EXERCISE INPUTS:
# # # #

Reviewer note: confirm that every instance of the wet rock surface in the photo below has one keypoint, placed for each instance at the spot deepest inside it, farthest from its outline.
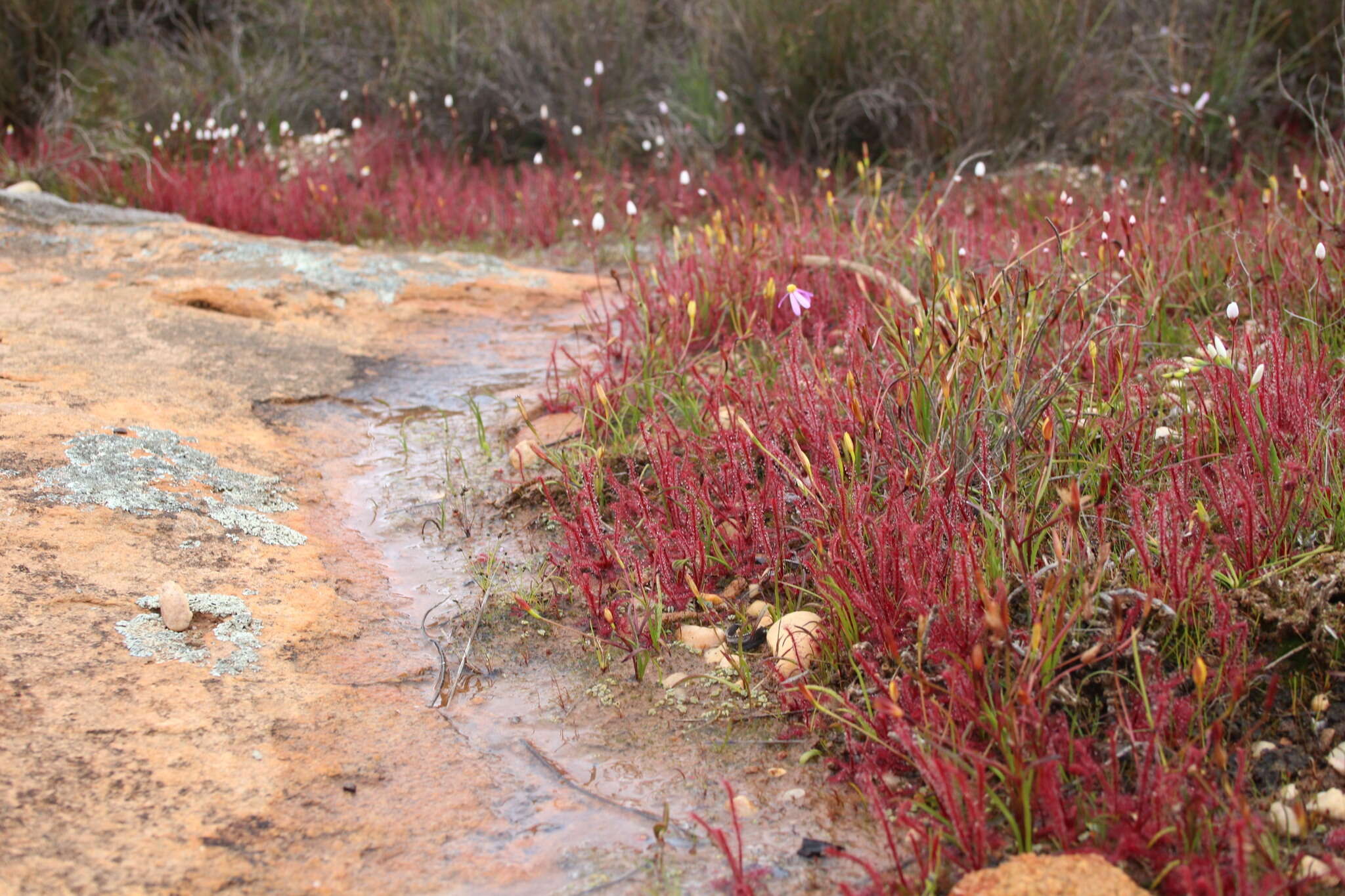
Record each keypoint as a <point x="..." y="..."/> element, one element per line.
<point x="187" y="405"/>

# # # #

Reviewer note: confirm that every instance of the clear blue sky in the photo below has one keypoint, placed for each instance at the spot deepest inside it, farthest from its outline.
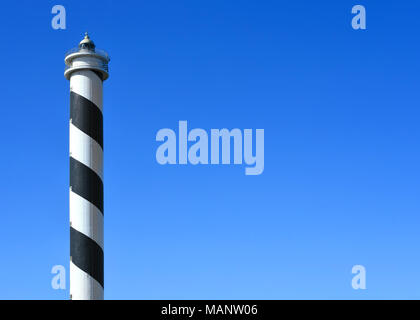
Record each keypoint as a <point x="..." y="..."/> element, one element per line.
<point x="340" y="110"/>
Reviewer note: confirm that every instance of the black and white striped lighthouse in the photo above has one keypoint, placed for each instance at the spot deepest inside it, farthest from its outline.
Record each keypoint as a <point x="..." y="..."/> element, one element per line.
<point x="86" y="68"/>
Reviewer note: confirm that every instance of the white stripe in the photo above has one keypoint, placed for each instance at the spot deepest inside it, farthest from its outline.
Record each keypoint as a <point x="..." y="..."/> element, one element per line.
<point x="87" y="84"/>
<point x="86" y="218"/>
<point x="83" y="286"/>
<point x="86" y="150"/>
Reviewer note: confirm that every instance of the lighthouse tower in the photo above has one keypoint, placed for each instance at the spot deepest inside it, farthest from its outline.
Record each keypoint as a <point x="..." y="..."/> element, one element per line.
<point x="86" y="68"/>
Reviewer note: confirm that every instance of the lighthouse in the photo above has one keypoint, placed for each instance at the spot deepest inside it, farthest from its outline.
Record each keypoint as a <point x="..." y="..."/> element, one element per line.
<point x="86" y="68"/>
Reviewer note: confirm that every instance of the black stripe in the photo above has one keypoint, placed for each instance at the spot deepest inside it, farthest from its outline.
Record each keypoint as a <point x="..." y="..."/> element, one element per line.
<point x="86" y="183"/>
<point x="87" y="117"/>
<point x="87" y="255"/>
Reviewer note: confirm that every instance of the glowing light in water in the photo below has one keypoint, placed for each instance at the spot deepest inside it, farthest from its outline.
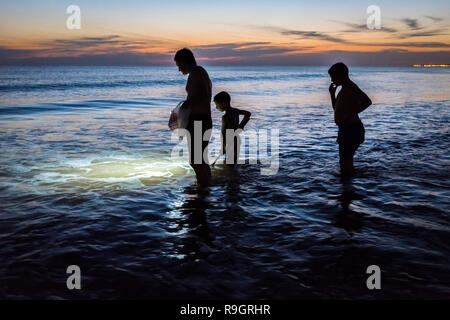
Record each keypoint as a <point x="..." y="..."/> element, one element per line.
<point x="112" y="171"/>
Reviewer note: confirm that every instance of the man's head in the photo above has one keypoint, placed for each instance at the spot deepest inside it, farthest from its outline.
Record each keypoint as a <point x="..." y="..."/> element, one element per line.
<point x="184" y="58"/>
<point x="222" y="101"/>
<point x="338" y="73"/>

# # # #

WHAT IS REQUIRED: Report every line of the records above that contains the string "below", copying each such line in full.

REPLY TO THE EXERCISE:
Reviewer note: confirm that every instance of the wet rock surface in the photo below has one keypoint, placed for each instance at the spot deepest inside it, farthest from its outline.
Reviewer note: confirm that every instance of the clear blue sky in the photo below has one keypoint, placed for each instance at the spot deepest inside it, farthest from its outline.
Reviewer note: confirm that every instance of the glowing light in water in the photo below has one keypoint, placed for each instance at the spot deepest inside it, farthest from its outline.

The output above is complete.